§ Problem to work on
Return the data below in full, matching every line exactly.

[Natural-language object grounding data]
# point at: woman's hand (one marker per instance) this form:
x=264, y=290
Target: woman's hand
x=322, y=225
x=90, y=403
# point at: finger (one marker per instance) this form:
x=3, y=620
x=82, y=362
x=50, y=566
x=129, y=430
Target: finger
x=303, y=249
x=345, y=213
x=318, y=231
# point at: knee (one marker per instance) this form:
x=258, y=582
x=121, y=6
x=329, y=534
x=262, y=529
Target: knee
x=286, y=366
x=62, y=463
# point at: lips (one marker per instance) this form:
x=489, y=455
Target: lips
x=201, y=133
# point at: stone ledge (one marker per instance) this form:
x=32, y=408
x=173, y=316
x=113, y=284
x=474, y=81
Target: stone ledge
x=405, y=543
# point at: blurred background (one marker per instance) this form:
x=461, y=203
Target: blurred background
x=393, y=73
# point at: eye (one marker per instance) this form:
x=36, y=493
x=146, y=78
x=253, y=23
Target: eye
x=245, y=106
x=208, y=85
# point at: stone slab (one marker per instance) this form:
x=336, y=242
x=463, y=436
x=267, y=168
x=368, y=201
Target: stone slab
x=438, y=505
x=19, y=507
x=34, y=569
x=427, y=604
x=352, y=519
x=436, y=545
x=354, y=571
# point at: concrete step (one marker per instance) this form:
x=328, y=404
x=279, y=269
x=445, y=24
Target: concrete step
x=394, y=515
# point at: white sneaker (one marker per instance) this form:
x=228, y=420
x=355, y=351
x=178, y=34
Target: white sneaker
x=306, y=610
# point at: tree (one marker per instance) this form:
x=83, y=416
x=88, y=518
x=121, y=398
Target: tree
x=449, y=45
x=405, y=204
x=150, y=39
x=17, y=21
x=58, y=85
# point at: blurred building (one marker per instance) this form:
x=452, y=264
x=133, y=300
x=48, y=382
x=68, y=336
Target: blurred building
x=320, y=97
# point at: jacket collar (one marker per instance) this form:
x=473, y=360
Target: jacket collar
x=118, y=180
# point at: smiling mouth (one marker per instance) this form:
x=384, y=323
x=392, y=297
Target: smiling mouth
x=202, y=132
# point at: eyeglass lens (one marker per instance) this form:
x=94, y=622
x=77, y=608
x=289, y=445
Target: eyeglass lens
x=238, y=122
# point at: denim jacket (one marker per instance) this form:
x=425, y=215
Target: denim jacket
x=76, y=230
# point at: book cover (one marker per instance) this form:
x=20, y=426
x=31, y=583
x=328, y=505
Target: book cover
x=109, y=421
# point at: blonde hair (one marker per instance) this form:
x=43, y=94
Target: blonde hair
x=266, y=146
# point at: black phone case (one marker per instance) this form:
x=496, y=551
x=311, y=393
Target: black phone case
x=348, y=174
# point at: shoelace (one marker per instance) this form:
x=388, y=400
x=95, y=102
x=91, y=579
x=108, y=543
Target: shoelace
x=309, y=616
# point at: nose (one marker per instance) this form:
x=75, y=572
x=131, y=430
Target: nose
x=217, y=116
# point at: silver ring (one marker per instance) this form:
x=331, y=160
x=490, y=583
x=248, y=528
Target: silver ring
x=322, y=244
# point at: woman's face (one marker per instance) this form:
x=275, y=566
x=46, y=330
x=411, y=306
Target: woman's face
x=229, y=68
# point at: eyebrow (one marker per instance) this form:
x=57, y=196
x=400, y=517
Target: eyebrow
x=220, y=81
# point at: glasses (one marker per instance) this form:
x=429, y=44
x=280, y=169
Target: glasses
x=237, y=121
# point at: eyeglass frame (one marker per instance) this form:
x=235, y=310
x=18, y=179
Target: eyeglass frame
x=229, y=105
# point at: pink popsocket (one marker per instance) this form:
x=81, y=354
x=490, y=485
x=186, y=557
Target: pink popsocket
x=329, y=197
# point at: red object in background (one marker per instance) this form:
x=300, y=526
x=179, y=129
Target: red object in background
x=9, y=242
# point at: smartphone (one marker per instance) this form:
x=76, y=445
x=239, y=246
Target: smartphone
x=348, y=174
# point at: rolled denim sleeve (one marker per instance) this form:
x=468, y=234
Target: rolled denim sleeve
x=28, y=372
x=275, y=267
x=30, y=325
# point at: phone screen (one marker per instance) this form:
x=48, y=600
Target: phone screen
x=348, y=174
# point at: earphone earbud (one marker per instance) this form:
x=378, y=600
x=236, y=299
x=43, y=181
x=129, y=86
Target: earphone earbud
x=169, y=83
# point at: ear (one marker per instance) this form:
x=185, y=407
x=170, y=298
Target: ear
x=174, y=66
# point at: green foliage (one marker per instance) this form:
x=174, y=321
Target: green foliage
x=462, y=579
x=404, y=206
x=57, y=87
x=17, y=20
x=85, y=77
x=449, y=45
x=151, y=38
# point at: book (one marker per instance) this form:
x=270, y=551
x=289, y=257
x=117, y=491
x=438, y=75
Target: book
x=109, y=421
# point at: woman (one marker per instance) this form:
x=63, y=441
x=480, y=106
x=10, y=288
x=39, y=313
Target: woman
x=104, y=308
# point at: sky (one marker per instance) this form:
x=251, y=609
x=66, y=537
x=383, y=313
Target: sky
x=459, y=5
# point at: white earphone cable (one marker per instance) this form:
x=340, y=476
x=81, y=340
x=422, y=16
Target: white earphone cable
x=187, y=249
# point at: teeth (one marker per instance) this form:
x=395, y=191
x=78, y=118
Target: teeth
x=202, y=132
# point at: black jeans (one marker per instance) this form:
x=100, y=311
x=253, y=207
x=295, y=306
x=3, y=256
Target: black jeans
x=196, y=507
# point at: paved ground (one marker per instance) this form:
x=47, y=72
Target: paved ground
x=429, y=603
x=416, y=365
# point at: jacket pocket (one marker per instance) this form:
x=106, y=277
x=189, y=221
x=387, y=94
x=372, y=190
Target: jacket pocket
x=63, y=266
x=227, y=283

§ Solution to this problem
# point at: woman's hand (one marker per instance) this form:
x=264, y=290
Target: woman's hand
x=322, y=225
x=90, y=403
# point at: finger (one marker per instance) this form:
x=3, y=620
x=82, y=362
x=50, y=566
x=129, y=430
Target: finger
x=303, y=249
x=345, y=213
x=318, y=231
# point at: knee (one marker per instance) this form:
x=258, y=582
x=121, y=6
x=329, y=534
x=262, y=529
Target: knee
x=286, y=366
x=62, y=463
# point at: lips (one marker per instance) this form:
x=489, y=455
Target: lips
x=201, y=133
# point at: stone ledge (one marker per instance) this form:
x=32, y=408
x=173, y=316
x=113, y=284
x=474, y=81
Target: stone ledge
x=405, y=543
# point at: blurred background (one marker per instance) this form:
x=461, y=203
Target: blurred background
x=393, y=73
# point at: eye (one marker per instance) this form:
x=36, y=493
x=146, y=78
x=253, y=23
Target: eye
x=245, y=106
x=208, y=85
# point at: stone slab (one marker per instance) this form:
x=336, y=242
x=463, y=436
x=267, y=168
x=368, y=201
Target: stone slab
x=438, y=505
x=19, y=507
x=34, y=569
x=427, y=604
x=352, y=519
x=436, y=545
x=354, y=571
# point at: concrete step (one marker per instance) this form:
x=328, y=404
x=279, y=269
x=445, y=24
Target: concrete step
x=394, y=515
# point at: white sneaker (one marker per instance) this form:
x=228, y=420
x=355, y=351
x=178, y=34
Target: white sneaker
x=306, y=610
# point at: tree (one marker per instance) this form:
x=83, y=416
x=88, y=518
x=121, y=398
Target: tree
x=449, y=45
x=405, y=204
x=150, y=39
x=17, y=21
x=58, y=85
# point at: blurred building (one marker per instance) this form:
x=452, y=264
x=133, y=300
x=48, y=382
x=68, y=336
Target: blurred building
x=320, y=97
# point at: jacket collar (one marker per instance) this form:
x=473, y=360
Target: jacket collar
x=118, y=180
# point at: smiling mouth (one marker per instance) this form:
x=384, y=323
x=392, y=297
Target: smiling mouth
x=202, y=132
# point at: eyeglass lens (one marker per instance) this form:
x=94, y=622
x=77, y=608
x=289, y=445
Target: eyeglass lens
x=238, y=122
# point at: denim jacket (one marker per instance) this form:
x=425, y=215
Target: denim jacket
x=76, y=230
# point at: book cover (one marker per instance) this form:
x=20, y=426
x=31, y=583
x=328, y=505
Target: book cover
x=109, y=421
# point at: blonde hair (one marker per instance) this form:
x=43, y=94
Target: blonde hair
x=266, y=146
# point at: black phone case (one marker per instance) this form:
x=496, y=551
x=311, y=393
Target: black phone case
x=348, y=174
# point at: shoelace (one marker per instance) this form:
x=388, y=400
x=95, y=102
x=91, y=579
x=108, y=543
Target: shoelace
x=309, y=616
# point at: nose (one marker per instance) this form:
x=75, y=572
x=131, y=430
Target: nose
x=217, y=116
# point at: silver ring (one marker per instance) this form:
x=331, y=160
x=490, y=583
x=248, y=528
Target: silver ring
x=322, y=244
# point at: woman's face (one marker per instance) this form:
x=275, y=566
x=46, y=330
x=411, y=306
Target: woman's face
x=229, y=68
# point at: eyebrow (one marker per instance) this form:
x=57, y=196
x=400, y=517
Target: eyebrow
x=220, y=81
# point at: glasses (one marker per instance) this form:
x=429, y=44
x=280, y=169
Target: glasses
x=237, y=121
# point at: eyeglass frame (one marker per instance) this form:
x=235, y=310
x=18, y=179
Target: eyeglass frame
x=229, y=105
# point at: pink popsocket (one marker per instance) this form:
x=81, y=354
x=490, y=485
x=186, y=557
Target: pink popsocket
x=329, y=197
# point at: red object in background (one marker per instance) this form:
x=300, y=526
x=179, y=129
Target: red object in background
x=9, y=242
# point at: smartphone (one marker per instance) this form:
x=76, y=445
x=239, y=246
Target: smartphone
x=348, y=174
# point at: rolled denim sleeve (one marker per instance) this form:
x=468, y=234
Target: rolled denim sleeve
x=28, y=372
x=275, y=267
x=30, y=325
# point at: phone screen (one marker per instance) this form:
x=48, y=600
Target: phone screen
x=348, y=174
# point at: earphone earbud (one marker per instance) this form:
x=378, y=600
x=236, y=299
x=43, y=181
x=129, y=86
Target: earphone earbud
x=169, y=83
# point at: ear (one marker per instance) this form:
x=185, y=407
x=170, y=298
Target: ear
x=174, y=66
# point at: green foliage (one marker per instance) this form:
x=174, y=321
Target: green foliage
x=462, y=579
x=404, y=206
x=57, y=87
x=17, y=20
x=85, y=77
x=449, y=45
x=151, y=38
# point at: book (one marker per instance) this form:
x=270, y=551
x=289, y=257
x=117, y=491
x=438, y=75
Target: book
x=109, y=421
# point at: woman (one marker per instance) this form:
x=63, y=441
x=480, y=106
x=10, y=288
x=39, y=313
Target: woman
x=104, y=308
# point at: sky (one marker per instance) this form:
x=251, y=609
x=66, y=537
x=383, y=313
Target: sky
x=459, y=5
# point at: white earphone cable (one marker per instance) this form:
x=340, y=476
x=81, y=340
x=422, y=16
Target: white earphone cable
x=187, y=249
# point at: teeth (one marker per instance) this form:
x=395, y=191
x=78, y=118
Target: teeth
x=202, y=132
# point at: black jeans (one marker per instance) this form:
x=100, y=311
x=253, y=207
x=295, y=306
x=3, y=256
Target: black jeans
x=196, y=507
# point at: paved ground (one marker per instance) this form:
x=47, y=72
Target: paved ground
x=429, y=603
x=416, y=365
# point at: jacket pocket (one marker per instance) this form:
x=106, y=277
x=189, y=221
x=387, y=94
x=372, y=190
Target: jacket pocket
x=63, y=266
x=227, y=283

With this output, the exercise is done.